++++ Supplied text

# Arab feet?



## grayshell38 (Mar 9, 2009)

Have any of you all noticed whether you're arab's front hooves grow alot faster than the back ones? Deja's front feet need to be done every eight weeks or so, but her back feet grow so slow that they only need to be trimmed a little every other visit. The place I board at had an arabian mare named Mariah and they said that her feet were like that too. So do your arabs' feet grow like this or 'normally'? Is there a reason they do this? I haven't seen this in any other breed that is this pronounced.Really they are just pasture kept horses, no rocks or rough ground so I don't think that's it....But correct me if I'm wrong.


----------



## Wallaby (Jul 13, 2008)

My Arab's feet grow super fast too! She actually grows at a similar rate all the way around but her hooves do seem to grow extraordinarily fast compared to the other horses she's around.


----------



## CheyAut (Nov 26, 2008)

Most of my horses do, arab or not


----------



## grayshell38 (Mar 9, 2009)

I just thought it was interesting since the there are three other horses out there and only Arabs' did that...


----------



## WSArabians (Apr 14, 2008)

Uh... Can't really say yes or no.
Some of my horses do. Some mares grow toenails like weeds while other's could go months without trims.
I think it all depends on the horse, instead of the actual breed.
BUT, it could be a breed trait, just one I've never come across!


----------



## isthatsavvy (Oct 3, 2009)

my arabs feet grow like that my farrier is always takeing off her front and only every few visits takeing off her back feet.


----------



## MacabreMikolaj (May 9, 2009)

In my experience, that's typical of all horses. They just don't wear their back feet down as fast. We have a whole mix of different breeds and they're pretty much all the same - some have a slower rate of growth then others, but pretty much all grow out their front feet faster.

My Arabs feet DO grow like dynamite though. We've had problems with her all summer because our new farrier, for whatever reason, keeps them trimmed long. Which is a disaster for us because it means within 4 weeks, Zierra's hooves are a complete disaster. Shay-las working with her now with a different trimming method because this just isn't working. She has itty bitty Arab feet and farriers keep trying to give her big feet and it just doesn't work. She grows to fast and her hoof wall is thin so she chips like crazy.

On the other hand, her dam had solid black horn hooves and the farrier never even took nippers to her. She never chipped, never cracked, and never seemed to grow. He'd rasp her smooth and balanced every 8 weeks when he did the rest, but that was all she needed.

So I don't think it's the breed so much as just the hooves. I know there's a lot of controversy over black horn VS white horn, but I have to say, in all my time around horses I've never had anything but problems with white horn feet and every black horn footed horse I know has perfect, tough as nails feet. Remind me to stop buying white legged horses, ROFL.


----------



## Lenuccia (Oct 3, 2009)

*Arab feet*

My arabs hooves grow evenly on all four. She is barefoot and has really good hooves. They grow quicker in spring time but I think all hooves do. 

Also, she has one white hind foot. And there is absolutely NO difference between the white one and the dark one. My trimmer has confirmed this.


----------



## grayshell38 (Mar 9, 2009)

That's interesting Macabre. Deja's back feet are white(mostly white with black stripes.) and they grow really slowly. I didn't know that there was a differance in black feet and white feet. what do you mean? Not to sound ignorant or anything, but I've never paid all that close attention to it really.


----------



## masatisan (Jan 12, 2009)

Caleb is 1/2 arab and 1/2 percharon. His feet are big, hard, and grow fast. When he needs a trim his front feet will start to chip, and his backs to flare. The last time I had him trimmed he was overgrown because we missed the farrier twice. When he did get trimmed the farrier said he had the same amount of growth as most horses get in six months! 

I think it's possible Arabs have fast-growing feet because where they originate is sand, and sand can really wear down hooves.


----------



## Marilyn (Sep 11, 2009)

I also agree!
My mares front hooves also grown faster than the back one!
she has very good strong and hard hooves!
she is no arabian


----------

++++++++
++++ Rows

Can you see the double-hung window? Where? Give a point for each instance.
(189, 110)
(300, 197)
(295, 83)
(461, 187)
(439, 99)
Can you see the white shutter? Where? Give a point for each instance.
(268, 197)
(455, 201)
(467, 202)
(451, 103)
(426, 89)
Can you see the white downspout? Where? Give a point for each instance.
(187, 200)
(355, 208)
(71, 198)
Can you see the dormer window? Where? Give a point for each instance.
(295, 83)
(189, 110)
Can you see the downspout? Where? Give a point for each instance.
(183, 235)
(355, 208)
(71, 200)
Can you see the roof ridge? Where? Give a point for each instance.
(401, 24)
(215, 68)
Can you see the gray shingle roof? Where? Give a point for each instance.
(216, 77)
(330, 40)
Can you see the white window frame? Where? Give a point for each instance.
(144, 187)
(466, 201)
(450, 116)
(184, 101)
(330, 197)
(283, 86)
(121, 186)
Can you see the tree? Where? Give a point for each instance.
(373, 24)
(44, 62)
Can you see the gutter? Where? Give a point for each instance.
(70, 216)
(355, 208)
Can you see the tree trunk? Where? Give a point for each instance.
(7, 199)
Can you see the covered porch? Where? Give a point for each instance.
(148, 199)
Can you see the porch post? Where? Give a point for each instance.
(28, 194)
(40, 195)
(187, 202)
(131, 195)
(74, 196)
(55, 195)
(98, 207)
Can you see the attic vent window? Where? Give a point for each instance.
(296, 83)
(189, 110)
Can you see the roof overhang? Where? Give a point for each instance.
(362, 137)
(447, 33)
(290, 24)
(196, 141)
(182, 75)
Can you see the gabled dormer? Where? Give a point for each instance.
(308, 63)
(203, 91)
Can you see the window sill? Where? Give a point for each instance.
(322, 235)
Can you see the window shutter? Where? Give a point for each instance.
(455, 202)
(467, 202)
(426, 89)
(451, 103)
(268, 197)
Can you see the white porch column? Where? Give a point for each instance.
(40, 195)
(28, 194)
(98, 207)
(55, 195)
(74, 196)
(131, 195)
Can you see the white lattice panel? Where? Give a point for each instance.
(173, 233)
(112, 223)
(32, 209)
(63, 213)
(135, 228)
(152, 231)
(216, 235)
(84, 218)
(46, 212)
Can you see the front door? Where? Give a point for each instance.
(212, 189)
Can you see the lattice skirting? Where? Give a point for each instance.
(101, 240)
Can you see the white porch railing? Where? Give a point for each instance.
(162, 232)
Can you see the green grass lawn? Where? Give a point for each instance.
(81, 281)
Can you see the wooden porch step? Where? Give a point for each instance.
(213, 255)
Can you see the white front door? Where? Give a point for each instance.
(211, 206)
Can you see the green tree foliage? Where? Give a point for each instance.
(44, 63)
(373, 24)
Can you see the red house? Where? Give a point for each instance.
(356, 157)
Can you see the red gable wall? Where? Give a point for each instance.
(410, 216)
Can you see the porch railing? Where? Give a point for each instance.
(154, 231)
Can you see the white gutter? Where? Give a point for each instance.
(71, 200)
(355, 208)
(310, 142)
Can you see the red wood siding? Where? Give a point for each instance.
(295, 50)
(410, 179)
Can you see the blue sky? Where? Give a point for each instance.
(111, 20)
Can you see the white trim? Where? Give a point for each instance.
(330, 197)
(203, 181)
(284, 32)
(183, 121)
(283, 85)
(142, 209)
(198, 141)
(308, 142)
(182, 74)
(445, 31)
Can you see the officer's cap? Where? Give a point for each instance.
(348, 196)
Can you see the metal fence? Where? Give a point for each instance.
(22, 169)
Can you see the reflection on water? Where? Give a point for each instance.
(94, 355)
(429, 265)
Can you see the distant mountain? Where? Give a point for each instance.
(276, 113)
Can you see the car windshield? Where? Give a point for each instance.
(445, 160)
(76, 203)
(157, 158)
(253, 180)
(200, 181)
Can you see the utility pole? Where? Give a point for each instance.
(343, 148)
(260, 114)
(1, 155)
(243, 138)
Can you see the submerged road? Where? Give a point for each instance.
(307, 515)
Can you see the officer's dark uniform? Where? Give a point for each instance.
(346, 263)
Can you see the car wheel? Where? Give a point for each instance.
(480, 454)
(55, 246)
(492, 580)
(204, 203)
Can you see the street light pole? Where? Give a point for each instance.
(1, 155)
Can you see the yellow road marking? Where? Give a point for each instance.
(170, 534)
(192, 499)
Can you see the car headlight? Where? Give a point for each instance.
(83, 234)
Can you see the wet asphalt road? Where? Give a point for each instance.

++++++++

Problem A: In the forum thread about Arab feet, rewrite the passage between "## masatisan (Jan" and "(Sep 11, 2009)", inclusive, putting "trimmer" wherever "farrier" appears.
Problem B: According to the opening post of the forum thread about Arab feet, how often do Deja's front feet need to be done?

Reply A:
## masatisan (Jan 12, 2009)

Caleb is 1/2 arab and 1/2 percharon. His feet are big, hard, and grow fast. When he needs a trim his front feet will start to chip, and his backs to flare. The last time I had him trimmed he was overgrown because we missed the trimmer twice. When he did get trimmed the trimmer said he had the same amount of growth as most horses get in six months! 

I think it's possible Arabs have fast-growing feet because where they originate is sand, and sand can really wear down hooves.


----------



## Marilyn (Sep 11, 2009)

Reply B: About every eight weeks.